### GIVEN TEXT
** start **

- Promotion: IFBB
- Date: October 29, 2004
- Venue: Mandalay Bay Arena
- City: Paradise, Nevada, United States

Event chronology
| 2003 Ms. Olympia | 2004 Ms. Olympia | 2005 Ms. Olympia |

= 2004 Ms. Olympia =

Women's professional bodybuilding competition

The 2004 Ms. Olympia contest
is an IFBB professional bodybuilding competition and part of Joe Weider's Olympia Fitness & Performance Weekend 2004 that was held on October 29, 2004, at the Mandalay Bay Arena in Paradise, Nevada. It was the 25th Ms. Olympia competition held. Other events at the exhibition include the Mr. Olympia, Fitness Olympia, and Figure Olympia contests.

** end **

### REQUIRED TASK A
Change the entries from the line with "Annotation task: mark the black" through the end of the entries so that "slipper" becomes "sandal", keeping everything else the same. Give back only those lines, and leave the picture out.

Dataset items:
** start **

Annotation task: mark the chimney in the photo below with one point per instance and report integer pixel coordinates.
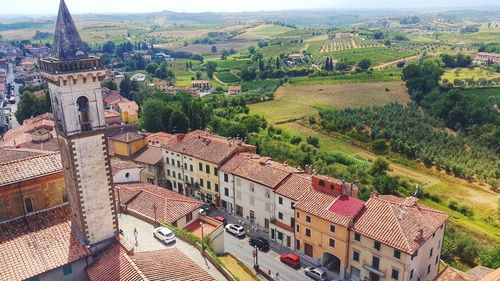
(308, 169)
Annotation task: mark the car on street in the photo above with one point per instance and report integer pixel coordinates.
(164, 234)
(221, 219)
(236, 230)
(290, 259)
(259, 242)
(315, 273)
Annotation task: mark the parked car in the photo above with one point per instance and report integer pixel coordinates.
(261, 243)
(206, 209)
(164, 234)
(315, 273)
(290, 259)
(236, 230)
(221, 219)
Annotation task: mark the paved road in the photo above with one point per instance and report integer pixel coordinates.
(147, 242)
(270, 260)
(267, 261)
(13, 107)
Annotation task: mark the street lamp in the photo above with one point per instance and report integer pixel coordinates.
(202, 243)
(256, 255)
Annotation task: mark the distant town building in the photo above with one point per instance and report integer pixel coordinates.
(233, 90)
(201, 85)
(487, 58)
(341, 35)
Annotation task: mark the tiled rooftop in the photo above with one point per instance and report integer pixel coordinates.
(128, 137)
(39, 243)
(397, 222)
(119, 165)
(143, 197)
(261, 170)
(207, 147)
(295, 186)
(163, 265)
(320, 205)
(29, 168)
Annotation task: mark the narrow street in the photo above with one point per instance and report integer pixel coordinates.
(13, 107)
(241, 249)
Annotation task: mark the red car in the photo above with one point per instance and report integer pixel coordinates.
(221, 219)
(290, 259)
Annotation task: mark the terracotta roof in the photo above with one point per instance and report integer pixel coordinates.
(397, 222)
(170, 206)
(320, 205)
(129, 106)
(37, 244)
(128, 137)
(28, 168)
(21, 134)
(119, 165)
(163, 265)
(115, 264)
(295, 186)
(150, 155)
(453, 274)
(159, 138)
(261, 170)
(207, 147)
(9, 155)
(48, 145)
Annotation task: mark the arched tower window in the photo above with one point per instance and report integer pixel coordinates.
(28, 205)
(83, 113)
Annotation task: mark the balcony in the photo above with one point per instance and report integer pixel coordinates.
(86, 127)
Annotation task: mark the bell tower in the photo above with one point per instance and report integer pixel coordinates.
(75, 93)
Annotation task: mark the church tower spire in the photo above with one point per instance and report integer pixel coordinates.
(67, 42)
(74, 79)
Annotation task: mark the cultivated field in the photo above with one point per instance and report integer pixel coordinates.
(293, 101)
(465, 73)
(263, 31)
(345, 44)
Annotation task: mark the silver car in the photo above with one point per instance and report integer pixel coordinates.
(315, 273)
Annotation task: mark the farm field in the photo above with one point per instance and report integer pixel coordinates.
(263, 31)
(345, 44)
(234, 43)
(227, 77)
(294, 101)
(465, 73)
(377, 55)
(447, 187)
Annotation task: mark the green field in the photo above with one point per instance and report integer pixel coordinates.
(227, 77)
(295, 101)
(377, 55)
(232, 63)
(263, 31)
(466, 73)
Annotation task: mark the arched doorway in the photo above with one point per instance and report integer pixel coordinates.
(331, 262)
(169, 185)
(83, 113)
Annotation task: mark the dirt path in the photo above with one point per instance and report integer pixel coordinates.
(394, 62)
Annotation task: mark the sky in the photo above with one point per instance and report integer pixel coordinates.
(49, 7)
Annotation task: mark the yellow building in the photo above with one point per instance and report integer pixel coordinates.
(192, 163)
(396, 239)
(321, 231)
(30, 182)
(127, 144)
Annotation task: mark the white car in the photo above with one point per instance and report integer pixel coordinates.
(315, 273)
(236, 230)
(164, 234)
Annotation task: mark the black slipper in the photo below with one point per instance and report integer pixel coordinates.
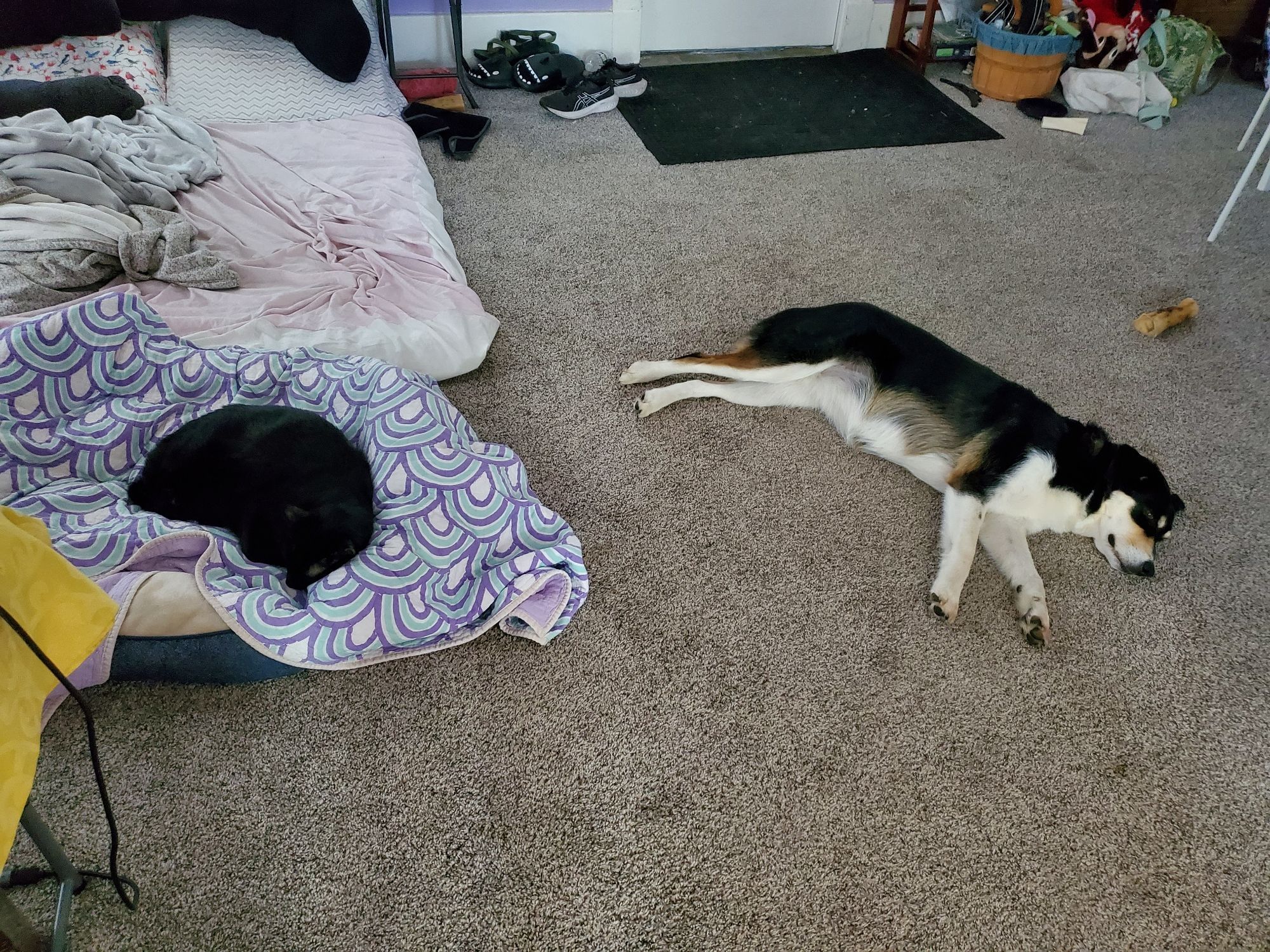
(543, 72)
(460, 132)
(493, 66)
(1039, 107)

** end **

### REQUIRED TASK B
Write what comes next in the text about the 2004 Ms. Olympia contest, starting after its last sentence.

### WRITTEN RESPONSE A
Annotation task: mark the black sandal in the photo below with one point per instance and report integer pixel coordinates.
(543, 72)
(460, 132)
(493, 66)
(1039, 107)

### WRITTEN RESPONSE B
==Prize money==

- Overall - $10,000
- 1st (Lightweight (LW)) - $10,000
- 1st (Heavyweight (HW)) - $10,000
- 2nd (LW) - $6,000
- 2nd (HW) - $6,000
- 3rd (LW) - $4,000
- 3rd (HW) - $4,000
- 4th (LW) - $3,000
- 4th (HW) - $3,000
- 5th (LW) - $2,000
- 5th (HW) - $2,000

Total: $60,000

==Rounds==
- Round 1 (Symmetry Round): Judging the balance and proportion of the contestants' physiques.
- Round 2 (Muscularity/Conditioning Round): Focused on muscle size, definition, and overall conditioning, including leanness and muscle separation.
- Round 3 (Compulsory Poses Round): Contestants performed mandatory poses to highlight specific muscle groups.
- Round 4 (Posedown Round): Contestants presented a choreographed routine to music, emphasizing creativity, presentation, and overall stage presence.

==Weight-in==
Heavyweights over 135 pounds:

- Yaxeni Oriquen-Garcia - 165 lb
- Betty Pariso - 165 lb
- Bonny Priest - 165 lb
- Betty Viana-Adkins - 160 lb
- Lisa Aukland - 155 lb
- Lenda Murray - 153 lb
- Iris Kyle - N/A (missed the weigh-in)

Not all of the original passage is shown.